===== Source
Detecting persuasion techniques in texts might help to spot relevant text fragments with manipulative content. A wide range of relevant datasets for detection of such techniques in online news exists: [Da San Martino et al., 2020] [Piskorski et al., 2023] [Piskorski et al., 2024].

How to Participate

  • Ask to participate on the registration page, once your account is checked you'll be able to access the data and have the possibility to submit your predictions.
  • After we manually verify your account, you will get an email with your team passcode. In case you do not receive the email, after checking your SPAM folder, then send us an email. We recommed you write down the passcode (and bookmark your team page).
    We will use your email only to send you updates on the corpus or to let you know if we organise any event on the topic, we promise.
  • Use the passcode on the top-right box to enter your team page. There you can download the data and submit your runs.
  • Phase 1. Submit your predictions on the development set to check your performance evolution. You will get an immediate feedback for each submission and you can check other participants' performances.
    Avoid submitting an abnormal number of submissions with the purpose of guessing the gold labels.
    Manual predictions are forbidden; the whole process should be automatic.
  • Phase 2. Once the test set is available, you will be able to submit your predictions on it, but you won't get any feedback until the end of the evaluation phase.
    You can make as many submissions as you like, but we will evaluate only the latest one.
  • The dataset may include content which is protected by copyright of third parties. It may only be used in the context of this shared task, and only for scientific research purposes. The dataset may not be redistributed or shared in part or full with any third party. You may not share you passcode with others or give access to the dataset to unauthorised users. Any other use is explicitly prohibited.
    In order to disseminate the results, we give the chance to the users to share a link to a paper or a website describing their systems.

Dates

15 July 2024 Task description available
9 September 2024 Registration opens
12 September 2024 First chunk of training data released
September/October 2024 Release of further training and development data
20 January 2025 Release of the gold labels of the development set
27 January 2025 Release of the test set
31 January 2025 at 23:59 (Anywhere on Earth) Test submission site closes
28 February 2025 System Paper Submission Deadline
31 March 2025 Notification to authors
21 April 2025 Camera ready papers due
Summer 2025 SemEval workshop (co-located with a major NLP conference)
==========
===== Dataset content
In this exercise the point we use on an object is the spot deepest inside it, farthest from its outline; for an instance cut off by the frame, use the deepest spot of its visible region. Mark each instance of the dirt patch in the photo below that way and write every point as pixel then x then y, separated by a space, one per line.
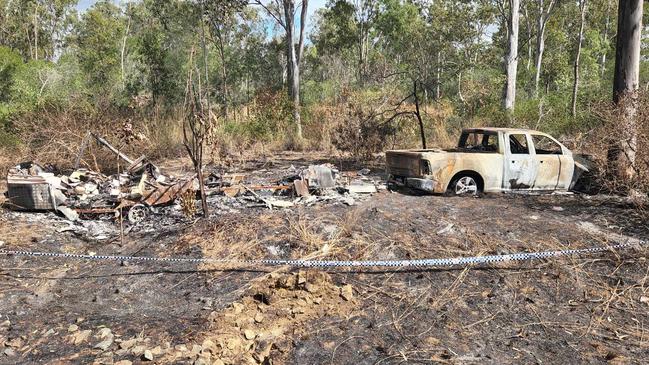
pixel 588 309
pixel 257 329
==========
Problem set:
1. Answer these from the shared-task text:
(a) In Phase 2, which of a team's submissions will be evaluated?
(b) On what date does registration open?
(c) When does the test submission site close?
2. Print the part of the shared-task text starting with "How to Participate" and going on through "your team page).".

Solutions to the tasks:
1.
(a) Only the latest one.
(b) 9 September 2024.
(c) 31 January 2025 at 23:59 (Anywhere on Earth).

2.
How to Participate

  • Ask to participate on the registration page, once your account is checked you'll be able to access the data and have the possibility to submit your predictions.
  • After we manually verify your account, you will get an email with your team passcode. In case you do not receive the email, after checking your SPAM folder, then send us an email. We recommed you write down the passcode (and bookmark your team page).